▶ Exercice 1:
Restituez sous forme de liste JSON de chaînes, une chaîne par ligne et sans les lignes vides, les lignes du jeu de données d'annotation de boîtes, en partant de son début et en terminant par la ligne qui contient « top-left (154, 76), bottom-right (254, 135) », incluse. Omettez les images dans la sortie.

▶ Extrait de page:
....................

J’ai commis un lapsus en formulant le sujet. J’avais à l’origine pensé d’une façon radicale et c’est ce que vous avez eu en main : « l’engagement littéraire peut-il sauver le monde ? ». On va en redire un petit mot tout de suite parce que c’est gigantesque quand même, « sauver le monde ». Et puis je m’étais rasséréné, soyons quand même plus modeste, j’ai mis « changer le monde » ; et puis sans m’en apercevoir, donc c’est un lapsus, j’ai effectivement transmis le sujet sous la forme « sauver le monde ».Cela me paraît finalement très bien. Ca va nous aider. J’avais même prévu à l’origine : « l’engagement littéraire peut-il encore sauver le monde ? ». Mais cela présupposait qu’il l’avait déjà fait dans le passé. Alors « sauver « , c’est peut-être moins raisonnable, mais est-ce que cela ne peut pas nous permettre de débattre de l’idée d’une ambition, à la légitimité d’une ambition, à sa possibilité, voilà au fond ce qui nous intéresse. Tout compte fait prenons-le à la lettre, comme une provocation, une incitation à réfléchir pourquoi, en quoi, un écrivain, un artiste ou autre, qui s’engage dans des combats de la société, peut être fondé à le faire. Dons le débat n’est peut-être pas neuf mais encore une fois, en principe de notre café philo, nous pouvons très bien ignorer l’ancienneté du débat, et puis tout simplement aller à la découverte de ce que peut signifier cet engagement et ses limites. Alors je vais laisser Marc donner quelques idées puis nous commencerons.

....................

▶ Lignes d'un jeu de données d'annotation de boîtes:
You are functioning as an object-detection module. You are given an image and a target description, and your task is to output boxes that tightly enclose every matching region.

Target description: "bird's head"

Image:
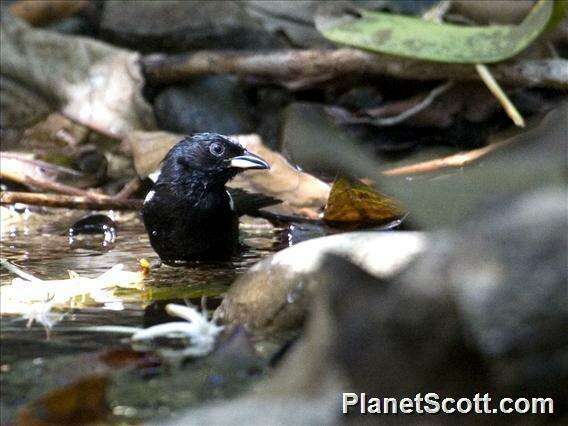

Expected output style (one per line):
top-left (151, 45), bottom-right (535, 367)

top-left (156, 133), bottom-right (270, 184)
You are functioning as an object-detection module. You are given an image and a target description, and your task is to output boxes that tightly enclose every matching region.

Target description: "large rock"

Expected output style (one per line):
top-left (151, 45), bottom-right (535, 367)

top-left (215, 232), bottom-right (426, 329)
top-left (447, 188), bottom-right (568, 403)
top-left (154, 76), bottom-right (254, 135)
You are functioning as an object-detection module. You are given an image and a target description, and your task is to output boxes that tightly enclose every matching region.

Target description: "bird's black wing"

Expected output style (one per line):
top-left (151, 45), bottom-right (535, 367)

top-left (227, 188), bottom-right (282, 216)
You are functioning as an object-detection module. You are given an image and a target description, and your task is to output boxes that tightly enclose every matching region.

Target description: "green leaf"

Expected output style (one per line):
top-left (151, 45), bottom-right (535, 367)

top-left (316, 0), bottom-right (566, 64)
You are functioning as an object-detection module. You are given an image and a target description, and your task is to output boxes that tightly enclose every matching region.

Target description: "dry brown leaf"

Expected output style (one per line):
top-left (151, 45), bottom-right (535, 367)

top-left (323, 178), bottom-right (404, 228)
top-left (125, 132), bottom-right (329, 216)
top-left (0, 13), bottom-right (156, 137)
top-left (16, 375), bottom-right (110, 426)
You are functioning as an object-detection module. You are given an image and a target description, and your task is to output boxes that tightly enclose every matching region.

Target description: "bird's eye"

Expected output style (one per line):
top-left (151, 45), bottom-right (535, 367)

top-left (209, 143), bottom-right (225, 157)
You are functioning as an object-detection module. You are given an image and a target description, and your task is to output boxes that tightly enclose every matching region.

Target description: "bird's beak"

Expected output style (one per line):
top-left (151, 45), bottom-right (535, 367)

top-left (231, 151), bottom-right (270, 169)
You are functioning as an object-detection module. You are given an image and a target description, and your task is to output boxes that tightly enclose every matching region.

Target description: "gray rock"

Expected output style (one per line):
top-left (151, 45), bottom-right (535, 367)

top-left (448, 188), bottom-right (568, 392)
top-left (215, 232), bottom-right (426, 329)
top-left (154, 76), bottom-right (254, 134)
top-left (100, 0), bottom-right (278, 52)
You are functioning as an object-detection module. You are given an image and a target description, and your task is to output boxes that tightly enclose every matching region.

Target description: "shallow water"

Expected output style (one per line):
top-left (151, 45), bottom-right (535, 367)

top-left (0, 210), bottom-right (281, 369)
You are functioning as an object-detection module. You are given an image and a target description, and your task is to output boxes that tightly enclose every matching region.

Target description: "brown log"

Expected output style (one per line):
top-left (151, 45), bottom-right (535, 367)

top-left (0, 191), bottom-right (142, 210)
top-left (142, 48), bottom-right (568, 90)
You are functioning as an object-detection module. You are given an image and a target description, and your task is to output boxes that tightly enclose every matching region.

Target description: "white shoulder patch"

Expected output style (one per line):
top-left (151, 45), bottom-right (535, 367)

top-left (148, 169), bottom-right (162, 183)
top-left (144, 190), bottom-right (156, 204)
top-left (227, 191), bottom-right (235, 211)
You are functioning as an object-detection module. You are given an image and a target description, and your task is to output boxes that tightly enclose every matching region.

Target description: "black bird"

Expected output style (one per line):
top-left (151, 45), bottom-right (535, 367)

top-left (142, 133), bottom-right (277, 263)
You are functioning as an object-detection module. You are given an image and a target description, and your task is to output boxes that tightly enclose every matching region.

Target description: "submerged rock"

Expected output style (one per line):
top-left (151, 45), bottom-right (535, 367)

top-left (215, 232), bottom-right (427, 329)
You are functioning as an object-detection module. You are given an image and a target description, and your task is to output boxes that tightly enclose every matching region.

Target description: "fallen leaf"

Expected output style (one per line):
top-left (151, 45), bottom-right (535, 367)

top-left (16, 375), bottom-right (110, 426)
top-left (316, 0), bottom-right (565, 64)
top-left (323, 178), bottom-right (405, 229)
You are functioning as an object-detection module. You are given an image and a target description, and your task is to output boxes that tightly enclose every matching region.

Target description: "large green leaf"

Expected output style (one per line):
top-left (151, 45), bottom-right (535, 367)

top-left (316, 0), bottom-right (566, 64)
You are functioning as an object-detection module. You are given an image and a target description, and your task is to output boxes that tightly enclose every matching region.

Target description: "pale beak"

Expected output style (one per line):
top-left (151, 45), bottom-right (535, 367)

top-left (231, 151), bottom-right (270, 169)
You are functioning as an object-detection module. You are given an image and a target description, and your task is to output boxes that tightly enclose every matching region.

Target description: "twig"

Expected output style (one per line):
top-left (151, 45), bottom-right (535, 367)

top-left (0, 191), bottom-right (142, 210)
top-left (475, 64), bottom-right (525, 127)
top-left (59, 111), bottom-right (122, 140)
top-left (381, 140), bottom-right (511, 176)
top-left (9, 0), bottom-right (89, 26)
top-left (336, 81), bottom-right (454, 127)
top-left (142, 48), bottom-right (568, 90)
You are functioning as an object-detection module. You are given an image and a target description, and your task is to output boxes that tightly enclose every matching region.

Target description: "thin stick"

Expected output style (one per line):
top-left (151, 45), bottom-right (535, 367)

top-left (0, 191), bottom-right (142, 210)
top-left (113, 176), bottom-right (142, 200)
top-left (142, 48), bottom-right (568, 90)
top-left (475, 64), bottom-right (525, 127)
top-left (381, 140), bottom-right (511, 176)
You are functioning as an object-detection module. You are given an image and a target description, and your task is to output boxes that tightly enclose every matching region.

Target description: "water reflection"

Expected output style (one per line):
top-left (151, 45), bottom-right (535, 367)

top-left (0, 211), bottom-right (282, 365)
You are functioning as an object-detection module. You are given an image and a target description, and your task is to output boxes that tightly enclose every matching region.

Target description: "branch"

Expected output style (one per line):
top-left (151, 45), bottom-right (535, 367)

top-left (9, 0), bottom-right (89, 26)
top-left (142, 48), bottom-right (568, 90)
top-left (381, 140), bottom-right (511, 176)
top-left (0, 191), bottom-right (142, 210)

....................

▶ Exercice 2:
D'après l'extrait sur l'engagement littéraire, pourquoi la formulation « l'engagement littéraire peut-il encore sauver le monde ? » a-t-elle été écartée ? Répondez en une à trois phrases.

▶ Réponse correcte 1:
[
  "You are functioning as an object-detection module. You are given an image and a target description, and your task is to output boxes that tightly enclose every matching region.",
  "Target description: \"bird's head\"",
  "Image:",
  "Expected output style (one per line):",
  "top-left (151, 45), bottom-right (535, 367)",
  "top-left (156, 133), bottom-right (270, 184)",
  "You are functioning as an object-detection module. You are given an image and a target description, and your task is to output boxes that tightly enclose every matching region.",
  "Target description: \"large rock\"",
  "Expected output style (one per line):",
  "top-left (151, 45), bottom-right (535, 367)",
  "top-left (215, 232), bottom-right (426, 329)",
  "top-left (447, 188), bottom-right (568, 403)",
  "top-left (154, 76), bottom-right (254, 135)"
]

▶ Réponse correcte 2:
Elle a été écartée parce que le mot « encore » présupposait que l'engagement littéraire avait déjà sauvé le monde dans le passé.